Down to the last line, repeat the entries exactly and drop any image.

= Beginning of Section =

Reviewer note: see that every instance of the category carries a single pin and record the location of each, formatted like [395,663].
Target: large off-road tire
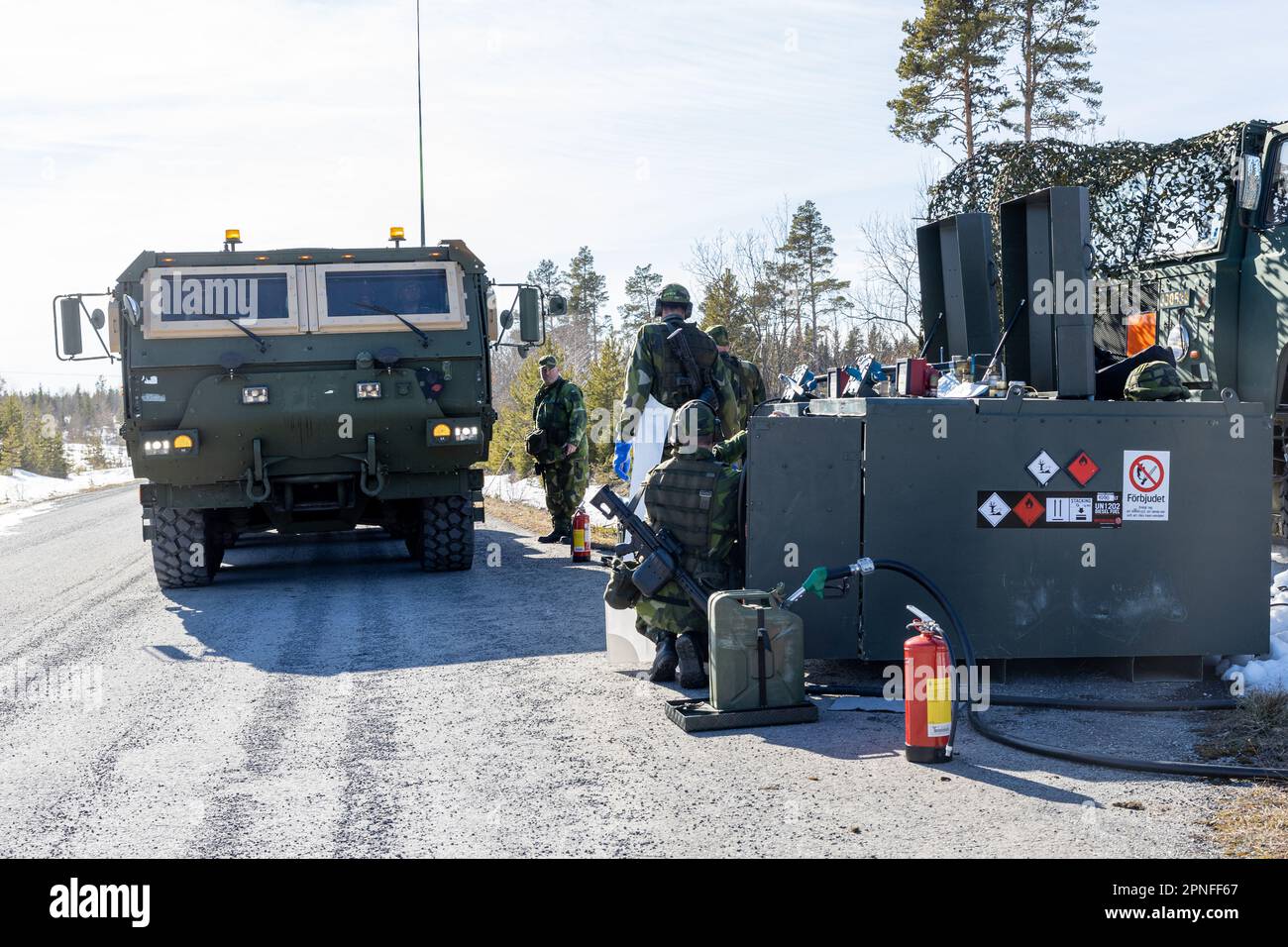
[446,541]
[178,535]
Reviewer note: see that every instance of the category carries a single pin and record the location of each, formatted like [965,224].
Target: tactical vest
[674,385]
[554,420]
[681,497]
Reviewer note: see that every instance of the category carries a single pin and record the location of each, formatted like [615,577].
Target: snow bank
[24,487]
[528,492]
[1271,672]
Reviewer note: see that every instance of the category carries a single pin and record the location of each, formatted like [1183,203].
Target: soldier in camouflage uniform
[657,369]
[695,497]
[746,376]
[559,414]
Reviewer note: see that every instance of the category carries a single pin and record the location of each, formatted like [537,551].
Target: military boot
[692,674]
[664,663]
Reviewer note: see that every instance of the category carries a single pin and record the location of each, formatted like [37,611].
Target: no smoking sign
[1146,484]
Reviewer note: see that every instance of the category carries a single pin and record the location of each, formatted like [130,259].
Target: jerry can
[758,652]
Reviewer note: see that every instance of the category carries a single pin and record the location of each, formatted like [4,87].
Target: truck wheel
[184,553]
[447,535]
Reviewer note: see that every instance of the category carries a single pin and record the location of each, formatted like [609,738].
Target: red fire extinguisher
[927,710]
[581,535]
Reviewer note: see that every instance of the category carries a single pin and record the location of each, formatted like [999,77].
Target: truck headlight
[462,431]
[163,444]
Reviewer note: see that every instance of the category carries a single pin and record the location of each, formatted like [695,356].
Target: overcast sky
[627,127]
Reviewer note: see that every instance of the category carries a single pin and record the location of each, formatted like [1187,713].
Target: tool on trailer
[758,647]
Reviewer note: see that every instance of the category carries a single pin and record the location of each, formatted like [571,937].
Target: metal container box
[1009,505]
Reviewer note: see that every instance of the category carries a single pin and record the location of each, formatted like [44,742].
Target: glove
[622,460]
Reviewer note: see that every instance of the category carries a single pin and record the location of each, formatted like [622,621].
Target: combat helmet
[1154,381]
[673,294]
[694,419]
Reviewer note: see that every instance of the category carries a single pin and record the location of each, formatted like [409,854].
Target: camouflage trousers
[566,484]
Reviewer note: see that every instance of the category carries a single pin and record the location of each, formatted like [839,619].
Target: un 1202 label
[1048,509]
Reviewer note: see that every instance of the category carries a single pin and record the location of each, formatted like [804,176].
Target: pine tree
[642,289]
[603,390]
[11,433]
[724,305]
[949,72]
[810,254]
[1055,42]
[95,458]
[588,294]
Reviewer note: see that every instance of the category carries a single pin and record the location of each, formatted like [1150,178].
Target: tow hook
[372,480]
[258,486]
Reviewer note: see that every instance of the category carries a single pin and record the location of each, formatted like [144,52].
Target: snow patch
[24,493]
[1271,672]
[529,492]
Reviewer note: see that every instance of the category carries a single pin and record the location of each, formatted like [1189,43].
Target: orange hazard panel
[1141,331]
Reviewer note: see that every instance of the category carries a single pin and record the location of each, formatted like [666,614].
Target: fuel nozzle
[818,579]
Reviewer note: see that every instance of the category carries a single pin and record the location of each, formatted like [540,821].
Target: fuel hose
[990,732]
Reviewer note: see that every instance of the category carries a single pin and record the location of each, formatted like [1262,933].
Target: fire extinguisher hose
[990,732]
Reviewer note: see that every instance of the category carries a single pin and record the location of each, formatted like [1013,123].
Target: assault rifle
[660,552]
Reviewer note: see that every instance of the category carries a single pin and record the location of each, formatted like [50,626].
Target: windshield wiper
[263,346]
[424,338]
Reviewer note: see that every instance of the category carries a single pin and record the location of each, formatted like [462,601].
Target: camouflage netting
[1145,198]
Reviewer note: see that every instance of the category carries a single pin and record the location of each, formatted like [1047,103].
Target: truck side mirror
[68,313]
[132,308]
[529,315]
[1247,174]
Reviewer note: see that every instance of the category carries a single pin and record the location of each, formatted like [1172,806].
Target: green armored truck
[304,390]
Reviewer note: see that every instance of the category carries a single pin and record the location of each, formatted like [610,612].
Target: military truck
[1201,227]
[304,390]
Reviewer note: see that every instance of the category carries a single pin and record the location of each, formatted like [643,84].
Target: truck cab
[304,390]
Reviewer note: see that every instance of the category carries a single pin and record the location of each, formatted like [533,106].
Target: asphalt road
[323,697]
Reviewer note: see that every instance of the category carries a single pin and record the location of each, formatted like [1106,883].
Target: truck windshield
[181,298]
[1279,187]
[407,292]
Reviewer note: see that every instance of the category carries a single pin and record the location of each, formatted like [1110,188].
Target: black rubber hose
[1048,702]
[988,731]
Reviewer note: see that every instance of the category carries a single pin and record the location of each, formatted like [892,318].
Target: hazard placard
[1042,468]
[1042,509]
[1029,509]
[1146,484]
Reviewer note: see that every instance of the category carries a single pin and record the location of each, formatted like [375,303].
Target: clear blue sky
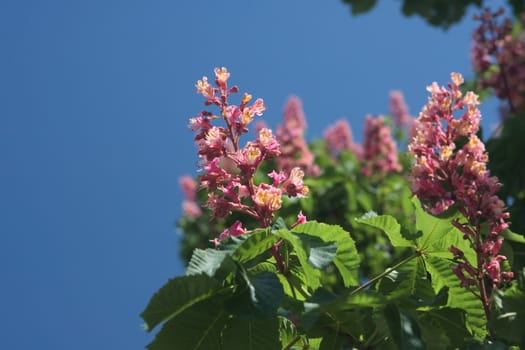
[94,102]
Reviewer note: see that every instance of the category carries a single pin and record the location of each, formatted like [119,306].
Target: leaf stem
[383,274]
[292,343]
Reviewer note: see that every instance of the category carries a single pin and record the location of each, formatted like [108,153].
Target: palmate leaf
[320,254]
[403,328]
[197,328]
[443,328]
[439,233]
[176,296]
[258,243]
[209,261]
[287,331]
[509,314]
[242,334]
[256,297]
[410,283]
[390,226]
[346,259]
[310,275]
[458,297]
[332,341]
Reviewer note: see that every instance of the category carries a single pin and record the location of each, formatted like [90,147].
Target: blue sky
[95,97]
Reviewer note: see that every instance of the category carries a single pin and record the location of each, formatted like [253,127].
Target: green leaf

= End of Section =

Result of the exercise =>
Reviewer note: see that every instance of the category carries a single pin and record the location of each, formatted like [395,663].
Target: large off-road tire
[446,541]
[178,535]
Reviewer note: see that every instance of the category carries a single pin and record the location of each, formatted like [965,224].
Target: tactical vest
[674,385]
[554,420]
[681,497]
Reviewer note: see that every instance of the category carries a single pin and record the location of each, formatted like [615,577].
Target: snow bank
[24,487]
[528,492]
[1271,672]
Reviewer note: see that every instance of the category carries a single pin and record the location of each, formatted like [1183,203].
Target: soldier in camouflage uniform
[657,369]
[695,497]
[746,376]
[559,414]
Reviewer note: see that every instance of the category carries a single pin and record the location of each, formatted like [537,551].
Target: military boot
[692,674]
[664,663]
Reviewer note: see that every instance of the category carries a single pin and record the location of each, formatted like [37,611].
Target: no smoking sign
[1146,484]
Reviewer note: see that every instance of the category carries a single pin and record the location of each, formatted like [130,259].
Target: jerry can
[758,652]
Reviewer note: see that every instance of the category carries a single pin and record the location of each, formatted like [4,87].
Target: truck wheel
[184,553]
[447,535]
Reviewer note: see that every instance of the category carries a single pin and record the location of each, formatted like [609,738].
Target: red fire extinguisher
[927,710]
[581,535]
Reviewer note: see that every instance of the category carries a single pin and record the location of each, formatted like [999,77].
Target: truck headlight
[462,431]
[163,444]
Reviewer note: see that every instance of the category carries a single pin and record the location of each, formatted like [695,356].
Target: overcast sky
[627,127]
Reviewer note: see that every instance of the category carries a single pin and record the location of each, formatted like [1187,713].
Target: tool on trailer
[758,647]
Reviewer note: see that every instance of the category carries a single pin and record the location of each, formatted like [571,937].
Target: metal container box
[1009,505]
Reviewer note: see that every instance of the category carries a single pin and record the location of each, formatted like [44,742].
Target: glove
[622,460]
Reviewer note: see that every instance of the category carries a single pin and record the location of each, formatted like [622,621].
Target: combat helmet
[1154,381]
[673,294]
[694,419]
Reviewer note: see that every instance of the category carries a single pin and record the location of each, formatted like [409,854].
Target: camouflage trousers
[566,484]
Reviewer note: see that every instance of the category carries a single pin and record the location of each, formatted like [839,619].
Target: un 1202 label
[1048,509]
Reviewer note: see that every instance of the category carries a single pin and record the location of each, formatted like [804,176].
Target: pine tree
[642,289]
[603,390]
[11,433]
[724,305]
[949,72]
[810,254]
[1055,42]
[95,458]
[588,294]
Reviewer note: see that every instance of the category carries a single pin and record the location of each, formatted like [1150,178].
Target: tow hook
[372,480]
[258,486]
Reviewer note: see that every instance of the category carries a single pin and record the location of each, formatted like [144,52].
Target: snow patch
[24,493]
[1271,672]
[529,492]
Reviewer note: see that every instance of the category carries a single pin and record the location of each, formatted like [1189,43].
Target: orange hazard panel
[1141,331]
Reviewer note: see that every instance of the category carries a single pin and record the location of each, formatted like [666,614].
Target: fuel nozzle
[818,579]
Reviewer note: see that every instance of the category carries a single pin and record the location of each, formatted like [540,821].
Target: fuel hose
[990,732]
Reviewer note: see that every instance of the category carries a single pin and record the location of each, formatted like [1262,933].
Target: fire extinguisher hose
[990,732]
Reviewer note: see that every instance of the category carries a single pin and record the location of each, formatted like [1013,123].
Target: assault rifle
[660,552]
Reviewer note: see that every instance of the category carries a single pin and record the location of each, formatted like [50,626].
Target: windshield wiper
[263,346]
[424,338]
Reviewer note: see that every instance of the category carries a single pin and record the location of each, formatted like [462,601].
Target: camouflage netting
[1145,198]
Reviewer note: see that every instance of the category carries a single pin and record the location of each, formatted like [1047,103].
Target: truck side mirror
[68,313]
[132,308]
[529,315]
[1247,174]
Reviewer note: see that every instance of the category carries a single pin and record the location of each, formatted like [1172,806].
Target: green armored truck
[304,390]
Reviewer note: see that every instance of the category carries a single pin and record the location of each, formatted like [610,612].
Target: military truck
[1201,227]
[304,390]
Reviewer note: see that every instance of the category carries a single pin and record the location of each, formatted like [643,84].
Target: truck cab
[304,390]
Reviewer note: see that every instance of the category carries a single pin and record the location of each, formatted like [533,106].
Target: asphalt road
[323,697]
Reviewer note: see that every instance of the category carries a single pin and record the location of each, formatted like [1106,883].
Target: truck windshield
[181,298]
[1279,187]
[407,292]
Reviewer note: see that every instance of the category carries a single pin and record the location of each, formatted like [1110,188].
Target: black rubber hose
[1048,702]
[988,731]
Reviewer note: see that every instance of the category carries a single pin and record the location of each, formatted like [892,318].
Target: hazard placard
[1042,468]
[1042,509]
[1029,509]
[1146,484]
Reviewer note: see that every instance of the category carries a single pin and record the location of each, formatted like [375,303].
Target: clear blue sky
[94,102]
Reviewer note: see that every instance of the category carries a single pin and record the location of each, formatted like [119,306].
Target: leaf stem
[383,274]
[292,343]
Reviewer note: see that every instance of the category carries a single pin and record the location of each, formatted like [108,153].
Target: palmate leaf
[320,254]
[403,328]
[197,328]
[443,328]
[439,233]
[176,296]
[258,243]
[209,261]
[287,331]
[509,314]
[242,334]
[256,297]
[410,283]
[390,226]
[346,259]
[310,275]
[458,297]
[332,341]
Reviewer note: see that every instance of the category carries a single pin and record the location of each, formatted like [90,147].
Target: blue sky
[95,97]
Reviewer note: see that every instance of the category carries a single pin and record the location of each, formatted like [253,127].
Target: green leaf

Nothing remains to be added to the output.